### Excerpt provided
★ ★ ★

In BigQuery I want to update a column in one of my tables and it seems that doing so costs as much as if I did an FTS (full table scan) on the table.
let's say I have a 1TB table employee
having two columns: first_name, last_name
(512GB each) and I want to set the firs_name of all the employees to 'john', like below
UPDATE my_dataset.employee
SET first_name = 'john'
WHERE TRUE IS TRUE # mandatory WHERE clause
How much does this cost ?
from this documentation link (relevant part below)
DML statement 1: Updating a single partition
mytable2 has two columns: id of type INTEGER and ts of type TIMESTAMP. mytable has two columns: field1 of type INTEGER and field2 of type STRING.
UPDATE project.mydataset.mytable T
SET T.field1 = T.field1 + 100
WHERE T._PARTITIONTIME = TIMESTAMP(“2017-05-01”)
AND EXISTS (SELECT S.id
FROM project.mydataset.mytable2 S
WHERE S.id = T.field1)
Bytes processed in this example =
sum of the number of bytes in mytable2.id + sum of the number of bytes in mytable.field1 in the "2017-05-01" partition + sum of the number of bytes in mytable.field2 in the "2017-05-01" partition
We have that updating one column project.mydataset.mytable
for one partition costs as much as reading all the columns (SELECT *) for the same partition. Why is that ?
I've tried the same query both in the UI and the CLI, the price (bytes processed) doesn't change it's equivalent to a (SELECT *) for the same partitions
bq query --dry_run '<my query>'

★ ★ ★

### Extracted material
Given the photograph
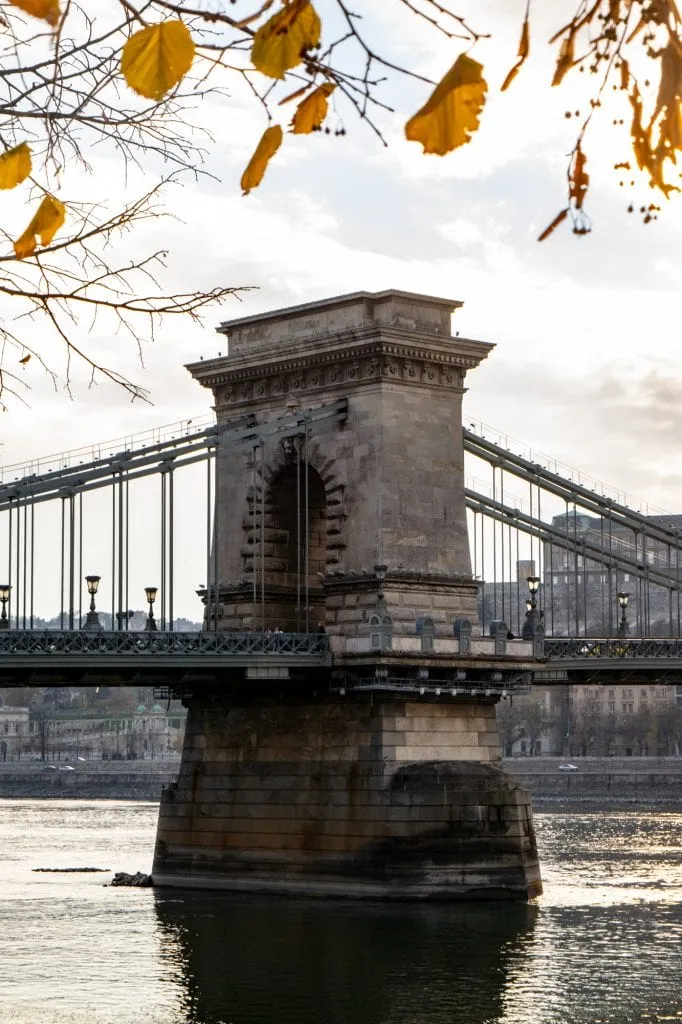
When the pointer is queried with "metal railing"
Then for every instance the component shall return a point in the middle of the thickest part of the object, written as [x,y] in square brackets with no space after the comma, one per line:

★ ★ ★

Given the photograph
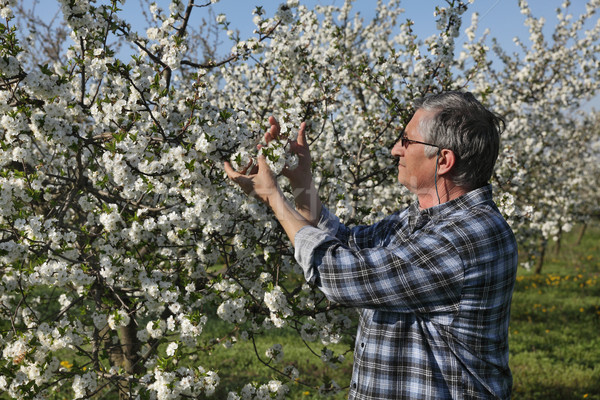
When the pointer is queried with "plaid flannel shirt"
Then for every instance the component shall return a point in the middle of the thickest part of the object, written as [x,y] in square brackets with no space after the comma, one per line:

★ ★ ★

### What the task requires
In the BigQuery update-cost question above, print the passage that opens with the words containing "DML statement 1: Updating" and closes with "Why is that ?".

### Correct result
DML statement 1: Updating a single partition
mytable2 has two columns: id of type INTEGER and ts of type TIMESTAMP. mytable has two columns: field1 of type INTEGER and field2 of type STRING.
UPDATE project.mydataset.mytable T
SET T.field1 = T.field1 + 100
WHERE T._PARTITIONTIME = TIMESTAMP(“2017-05-01”)
AND EXISTS (SELECT S.id
FROM project.mydataset.mytable2 S
WHERE S.id = T.field1)
Bytes processed in this example =
sum of the number of bytes in mytable2.id + sum of the number of bytes in mytable.field1 in the "2017-05-01" partition + sum of the number of bytes in mytable.field2 in the "2017-05-01" partition
We have that updating one column project.mydataset.mytable
for one partition costs as much as reading all the columns (SELECT *) for the same partition. Why is that ?